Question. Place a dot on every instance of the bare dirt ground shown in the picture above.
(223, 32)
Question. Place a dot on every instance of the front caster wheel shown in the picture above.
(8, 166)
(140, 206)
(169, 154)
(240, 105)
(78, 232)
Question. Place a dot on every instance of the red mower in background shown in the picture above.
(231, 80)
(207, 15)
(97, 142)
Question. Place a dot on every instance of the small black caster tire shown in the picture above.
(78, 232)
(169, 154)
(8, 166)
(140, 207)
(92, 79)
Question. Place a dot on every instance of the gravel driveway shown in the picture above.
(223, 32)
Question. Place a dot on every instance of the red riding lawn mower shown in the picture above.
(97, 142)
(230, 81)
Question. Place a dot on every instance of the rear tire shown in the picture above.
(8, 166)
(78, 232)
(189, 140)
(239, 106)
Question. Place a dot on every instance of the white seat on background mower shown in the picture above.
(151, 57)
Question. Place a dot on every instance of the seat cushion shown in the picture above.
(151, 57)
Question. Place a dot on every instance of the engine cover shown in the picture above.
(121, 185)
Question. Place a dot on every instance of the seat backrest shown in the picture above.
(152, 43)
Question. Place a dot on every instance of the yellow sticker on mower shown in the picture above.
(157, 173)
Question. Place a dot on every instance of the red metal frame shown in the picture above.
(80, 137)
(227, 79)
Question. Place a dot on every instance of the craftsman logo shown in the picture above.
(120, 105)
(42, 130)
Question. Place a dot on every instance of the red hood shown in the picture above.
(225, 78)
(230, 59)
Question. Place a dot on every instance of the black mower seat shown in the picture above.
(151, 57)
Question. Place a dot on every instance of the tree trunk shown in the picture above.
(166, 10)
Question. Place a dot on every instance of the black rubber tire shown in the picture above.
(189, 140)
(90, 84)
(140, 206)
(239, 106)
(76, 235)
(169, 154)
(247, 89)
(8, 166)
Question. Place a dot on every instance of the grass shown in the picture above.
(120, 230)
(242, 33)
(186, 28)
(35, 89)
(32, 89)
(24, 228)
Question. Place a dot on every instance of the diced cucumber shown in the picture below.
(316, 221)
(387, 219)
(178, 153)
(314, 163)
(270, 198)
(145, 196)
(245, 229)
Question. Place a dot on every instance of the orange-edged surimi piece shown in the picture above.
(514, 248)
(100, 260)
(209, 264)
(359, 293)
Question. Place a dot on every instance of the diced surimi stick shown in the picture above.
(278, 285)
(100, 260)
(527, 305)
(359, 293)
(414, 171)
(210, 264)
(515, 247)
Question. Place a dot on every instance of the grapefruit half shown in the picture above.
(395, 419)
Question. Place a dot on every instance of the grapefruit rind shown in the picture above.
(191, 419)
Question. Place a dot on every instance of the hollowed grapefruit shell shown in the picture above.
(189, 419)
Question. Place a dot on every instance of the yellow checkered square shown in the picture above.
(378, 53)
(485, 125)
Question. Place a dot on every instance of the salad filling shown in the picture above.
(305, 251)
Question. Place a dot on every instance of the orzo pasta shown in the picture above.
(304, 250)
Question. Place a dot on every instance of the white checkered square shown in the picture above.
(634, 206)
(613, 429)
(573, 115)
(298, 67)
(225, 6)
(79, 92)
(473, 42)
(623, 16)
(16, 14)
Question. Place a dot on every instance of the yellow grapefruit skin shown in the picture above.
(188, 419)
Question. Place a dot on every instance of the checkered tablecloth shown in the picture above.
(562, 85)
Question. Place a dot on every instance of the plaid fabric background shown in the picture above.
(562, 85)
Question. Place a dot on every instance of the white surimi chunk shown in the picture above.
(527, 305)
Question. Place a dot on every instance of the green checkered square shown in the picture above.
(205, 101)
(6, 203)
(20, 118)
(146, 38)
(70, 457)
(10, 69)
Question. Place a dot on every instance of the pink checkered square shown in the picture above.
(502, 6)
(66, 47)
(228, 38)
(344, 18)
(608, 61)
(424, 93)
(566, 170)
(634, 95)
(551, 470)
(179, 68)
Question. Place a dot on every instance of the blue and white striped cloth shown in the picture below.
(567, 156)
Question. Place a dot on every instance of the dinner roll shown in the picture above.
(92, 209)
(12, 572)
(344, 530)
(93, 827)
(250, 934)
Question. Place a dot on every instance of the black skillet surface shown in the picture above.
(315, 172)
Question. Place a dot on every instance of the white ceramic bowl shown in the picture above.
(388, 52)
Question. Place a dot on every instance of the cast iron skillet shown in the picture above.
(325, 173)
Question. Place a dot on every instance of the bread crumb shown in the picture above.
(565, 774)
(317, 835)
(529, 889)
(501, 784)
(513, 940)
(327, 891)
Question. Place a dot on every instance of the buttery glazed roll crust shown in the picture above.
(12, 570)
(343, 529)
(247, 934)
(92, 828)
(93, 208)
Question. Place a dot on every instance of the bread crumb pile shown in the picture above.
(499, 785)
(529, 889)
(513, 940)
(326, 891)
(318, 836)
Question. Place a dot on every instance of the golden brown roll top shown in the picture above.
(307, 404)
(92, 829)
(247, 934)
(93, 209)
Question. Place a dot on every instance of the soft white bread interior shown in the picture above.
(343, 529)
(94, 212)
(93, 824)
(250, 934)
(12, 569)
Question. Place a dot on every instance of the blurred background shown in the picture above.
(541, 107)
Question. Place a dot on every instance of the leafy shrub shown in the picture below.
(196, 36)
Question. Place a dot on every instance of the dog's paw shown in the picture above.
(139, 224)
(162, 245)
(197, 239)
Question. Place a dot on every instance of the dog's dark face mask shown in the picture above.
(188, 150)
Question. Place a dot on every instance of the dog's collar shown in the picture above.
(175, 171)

+===+

WORK ORDER: Transcribe the data above in full, exactly as it appears.

RESPONSE:
Question. Place a dot on every instance of the bare dirt ground shown in the picture above.
(223, 32)
Question. Place a dot on every instance of the front caster wheel shown in the picture above.
(8, 166)
(140, 206)
(169, 154)
(240, 105)
(78, 232)
Question. Place a dot on every instance of the red mower in background shown in the picture above.
(231, 80)
(207, 15)
(97, 142)
Question. Place a dot on every instance of the small black caster tire shown in the picture above.
(78, 232)
(169, 154)
(8, 166)
(140, 207)
(92, 79)
Question. Place a dot on every instance of the gravel driveway shown in the picture above.
(223, 32)
Question. Place a dot on every instance of the red riding lawn mower shown in the picture above.
(97, 142)
(230, 81)
Question. Place a dot on every instance of the rear tire shown in the picture above.
(8, 166)
(78, 232)
(189, 140)
(239, 106)
Question. Place a dot on every instance of the white seat on background mower shown in the picture above.
(151, 57)
Question. Place a dot on every instance of the seat cushion shown in the picture above.
(151, 57)
Question. Place a dot on every instance of the engine cover shown in the picture above.
(121, 185)
Question. Place a dot on every instance of the seat backrest shown in the picture above.
(152, 43)
Question. Place a dot on every instance of the yellow sticker on mower shown in the picture above.
(157, 173)
Question. Place a dot on every instance of the red metal frame shown in the picture above.
(80, 137)
(227, 79)
Question. Place a dot on every instance of the craftsman logo shown in the picture above.
(120, 105)
(42, 130)
Question. Place a dot on every instance of the red hood shown in the picture above.
(225, 78)
(230, 59)
Question. Place a dot on every instance of the black mower seat shown in the picture above.
(151, 57)
Question. Place a dot on every instance of the tree trunk shown in the picture above.
(166, 10)
Question. Place a dot on every instance of the black rubber tire shown in the picture above.
(189, 140)
(90, 84)
(140, 206)
(239, 106)
(76, 235)
(169, 154)
(247, 89)
(8, 166)
Question. Place a dot on every instance of the grass shown in the picture above.
(120, 230)
(242, 33)
(186, 28)
(35, 89)
(32, 89)
(24, 228)
Question. Place a dot on every instance of the diced cucumber shown in the picture below.
(316, 221)
(387, 219)
(178, 153)
(314, 163)
(270, 198)
(145, 196)
(245, 229)
Question. Place a dot on every instance of the orange-edged surimi piece shown in the picture above.
(514, 248)
(100, 260)
(209, 264)
(359, 293)
Question. Place a dot on every instance of the diced surimi stick shown in the picture above.
(278, 285)
(100, 260)
(527, 305)
(359, 293)
(414, 171)
(210, 264)
(515, 247)
Question. Place a dot on every instance of the grapefruit half shown in the picture above.
(395, 419)
Question. Place a dot on every instance of the grapefruit rind shown in the picture above.
(191, 419)
Question. Place a dot on every instance of the hollowed grapefruit shell shown in the picture above.
(189, 419)
Question. Place a dot on every instance of the yellow checkered square shown in the picture above.
(378, 53)
(485, 125)
Question. Place a dot on every instance of the salad filling shown in the picture above.
(305, 251)
Question. Place a dot on every instance of the orzo pasta shown in the picture above.
(304, 250)
Question. Place a dot on every instance of the white checkered square shown in the picture above.
(634, 206)
(613, 429)
(573, 115)
(298, 67)
(225, 6)
(79, 92)
(473, 42)
(623, 16)
(16, 14)
Question. Place a dot on every instance of the yellow grapefruit skin shown in the picture above.
(188, 419)
Question. Place a dot on every instance of the checkered tablecloth shown in the picture above.
(562, 85)
Question. Place a dot on every instance of the plaid fabric background shown in the picture above.
(562, 85)
Question. Place a dot on every instance of the white surimi chunk shown in the picture above.
(527, 305)
Question. Place a dot on every instance of the green checkered square shown in the picture above.
(205, 101)
(6, 203)
(20, 118)
(146, 38)
(70, 457)
(10, 69)
Question. Place a dot on every instance of the pink checkered square shown in the picture above.
(502, 6)
(66, 47)
(228, 38)
(344, 18)
(608, 61)
(424, 93)
(566, 170)
(634, 95)
(551, 470)
(179, 68)
Question. Place a dot on every instance of the blue and white striped cloth shown in the picture below.
(567, 156)
Question. Place a dot on every instance of the dinner roll shown in the picture above.
(92, 209)
(12, 572)
(344, 530)
(93, 827)
(250, 934)
Question. Place a dot on every instance of the black skillet surface shown in the picture above.
(315, 172)
Question. Place a dot on every instance of the white ceramic bowl shown in the picture above.
(388, 52)
Question. Place a dot on every instance of the cast iron skillet shown in the picture above.
(325, 173)
Question. Place a dot on every instance of the bread crumb shown in the picture above.
(565, 774)
(317, 835)
(529, 889)
(501, 784)
(513, 940)
(327, 891)
Question. Place a dot on every instance of the buttery glazed roll crust shown in the picture above.
(12, 570)
(343, 529)
(247, 934)
(92, 828)
(93, 208)
Question. Place a dot on every instance of the bread crumb pile shown in the picture above.
(499, 785)
(529, 889)
(513, 940)
(326, 891)
(318, 836)
Question. Place a dot on every instance of the golden brown roll top shown in the picture above.
(307, 404)
(92, 829)
(247, 934)
(93, 209)
Question. Place a dot on every instance of the soft white bread interior shown in the picture above.
(343, 529)
(94, 212)
(93, 824)
(250, 934)
(12, 569)
Question. Place a dot on every instance of the blurred background shown in the picture above.
(541, 107)
Question. Place a dot on every instance of the leafy shrub shown in the picture below.
(196, 36)
Question. Place a dot on every instance of the dog's paw shown in the picture above.
(139, 224)
(162, 245)
(197, 239)
Question. Place a dot on every instance of the dog's dark face mask shown in the picture above.
(188, 150)
Question. Place a dot on every instance of the dog's collar shown in the picture above.
(175, 171)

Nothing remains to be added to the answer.